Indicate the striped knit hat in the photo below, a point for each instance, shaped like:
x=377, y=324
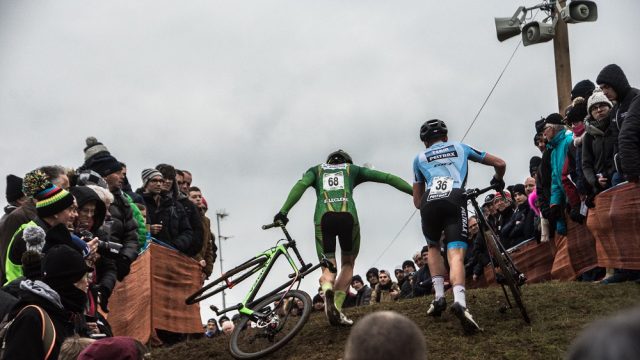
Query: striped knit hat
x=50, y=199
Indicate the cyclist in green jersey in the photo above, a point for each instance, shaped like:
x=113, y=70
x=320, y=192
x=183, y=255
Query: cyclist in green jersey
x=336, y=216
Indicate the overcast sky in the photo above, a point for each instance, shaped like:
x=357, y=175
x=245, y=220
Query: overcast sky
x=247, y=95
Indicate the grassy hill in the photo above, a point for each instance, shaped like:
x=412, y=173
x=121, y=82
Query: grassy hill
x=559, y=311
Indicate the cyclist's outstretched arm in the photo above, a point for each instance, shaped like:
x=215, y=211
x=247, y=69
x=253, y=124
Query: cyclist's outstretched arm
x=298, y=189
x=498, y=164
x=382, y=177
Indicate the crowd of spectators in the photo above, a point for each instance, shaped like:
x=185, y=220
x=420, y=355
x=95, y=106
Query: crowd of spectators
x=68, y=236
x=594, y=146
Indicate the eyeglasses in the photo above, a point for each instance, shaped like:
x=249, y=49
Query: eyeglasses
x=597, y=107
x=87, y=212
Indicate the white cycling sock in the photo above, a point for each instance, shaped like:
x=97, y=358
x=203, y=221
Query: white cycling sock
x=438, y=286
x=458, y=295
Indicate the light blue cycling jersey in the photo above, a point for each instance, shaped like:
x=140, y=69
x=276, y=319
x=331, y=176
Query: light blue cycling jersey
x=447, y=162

...

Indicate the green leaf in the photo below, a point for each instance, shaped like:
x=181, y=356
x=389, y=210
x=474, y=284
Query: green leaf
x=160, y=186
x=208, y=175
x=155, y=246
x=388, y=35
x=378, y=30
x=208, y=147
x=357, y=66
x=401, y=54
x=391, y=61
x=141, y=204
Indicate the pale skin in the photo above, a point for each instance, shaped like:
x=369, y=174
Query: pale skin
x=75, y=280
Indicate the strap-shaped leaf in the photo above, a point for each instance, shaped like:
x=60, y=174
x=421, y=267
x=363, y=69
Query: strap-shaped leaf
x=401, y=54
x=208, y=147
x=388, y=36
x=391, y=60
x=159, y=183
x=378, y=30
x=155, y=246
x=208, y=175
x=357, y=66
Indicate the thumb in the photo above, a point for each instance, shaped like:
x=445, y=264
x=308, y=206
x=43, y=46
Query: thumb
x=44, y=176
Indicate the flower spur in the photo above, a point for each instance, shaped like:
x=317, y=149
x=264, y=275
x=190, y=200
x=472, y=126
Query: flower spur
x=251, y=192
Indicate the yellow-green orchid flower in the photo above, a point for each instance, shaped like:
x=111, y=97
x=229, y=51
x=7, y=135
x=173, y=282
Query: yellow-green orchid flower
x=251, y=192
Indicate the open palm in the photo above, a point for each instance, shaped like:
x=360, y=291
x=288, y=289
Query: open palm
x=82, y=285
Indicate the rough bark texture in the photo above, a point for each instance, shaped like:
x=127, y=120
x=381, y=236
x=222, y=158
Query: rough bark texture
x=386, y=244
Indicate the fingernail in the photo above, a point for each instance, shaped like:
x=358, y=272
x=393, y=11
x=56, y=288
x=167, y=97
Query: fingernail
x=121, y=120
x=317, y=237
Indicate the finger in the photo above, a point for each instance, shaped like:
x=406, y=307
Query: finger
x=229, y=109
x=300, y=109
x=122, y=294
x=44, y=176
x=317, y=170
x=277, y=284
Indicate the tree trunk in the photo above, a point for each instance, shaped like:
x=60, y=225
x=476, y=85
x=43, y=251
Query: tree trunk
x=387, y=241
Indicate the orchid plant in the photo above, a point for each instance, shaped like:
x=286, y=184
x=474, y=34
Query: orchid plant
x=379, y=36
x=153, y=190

▸ Activity
Look through the material above and print exactly the lines from the one containing "Indicate the flower" to the one containing "x=288, y=289", both included, and nothing more.

▸ Solution
Indicate the flower spur in the photo above, a point for each instance, shaped like:
x=317, y=149
x=264, y=275
x=190, y=200
x=472, y=126
Query: flower spur
x=251, y=192
Indicate the yellow-green orchid flower in the photo above, a point for each instance, shaped like:
x=111, y=97
x=229, y=51
x=7, y=135
x=173, y=282
Query: yellow-green orchid flower
x=251, y=192
Indicate the open palm in the photo above, a point for each instance, shaped like:
x=360, y=291
x=288, y=289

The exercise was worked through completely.